FIG. 4 shows a front elevational view of a laser machining apparatus in accordance with one exemplary embodiment.
FIGS. 5a-5 c show a cross-sectional view of a substrate in accordance with one exemplary embodiment.
FIGS. 6a-6 b show a cross-sectional view of a substrate in accordance with one exemplary embodiment.
FIGS. 7a-7 b show a cross-sectional view of a substrate in accordance with one exemplary embodiment.
FIG. 8 shows a flow chart showing steps in accordance with one exemplary embodiment.
 The embodiments described below pertain to methods and systems for laser micromachining a substrate. Laser micromachining is a common production method for controlled, selective removal of material. In embodiments of the present invention, laser micromachining includes processes such as cutting, slotting, dicing, singulating, via drilling and 3-dimensional machining in a variety of substrate materials. This can include the machining of features either partially or completely through the substrate's thickness.
 In one exemplary embodiment, the laser micromachining process utilizes a laser machine that can generate a laser beam for energizing and otherwise removing substrate material in an open, ambient environment. Energizing can comprise melting, vaporizing, exfoliating, phase explosion, and/or ablating among other processes. In some embodiments, the energizing can occur within an interface region surrounding the laser beam and the substrate material which the laser beam contacts. In further embodiments, the efficiency of the energizing process can be improved by supplying a halogen containing assist gas to the interface area. The assist gas can be provided by a gas supply nozzle that directs the assist gas to the interface area. In some embodiments, the assist gas can react with energized substrate material to form compounds that are more readily removed and/or dissipated than could otherwise be achieved. By supplying the assist gas to the interface region, the speed and efficiency of the laser machining process can be improved without the need to operate in controlled conditions. The exemplary laser machining apparatus works in an open air environment without the need for chambers or other containment vessels, and is therefore well suited for production techniques.

> Stated exercise 1
Reproduce the rows below verbatim, leaving out the pictures.
The rows come from a source unrelated to the laser micromachining passage.

> Information given
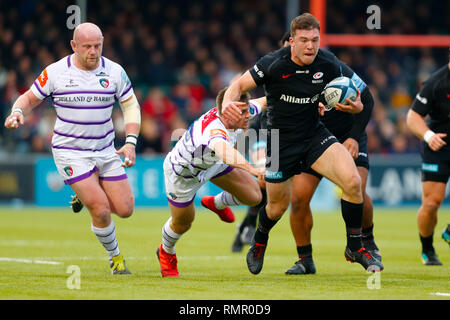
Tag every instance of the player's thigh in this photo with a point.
(337, 165)
(241, 184)
(433, 192)
(278, 197)
(91, 193)
(120, 196)
(303, 187)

> Stated exercise 2
In the laser micromachining passage, what kind of assist gas can be supplied to the interface area to improve the efficiency of the energizing process?

> Written reply 1
Tag every instance of the player's thigh in this photo with a point.
(337, 165)
(241, 184)
(433, 192)
(278, 197)
(91, 193)
(120, 196)
(303, 187)

> Written reply 2
A halogen containing assist gas.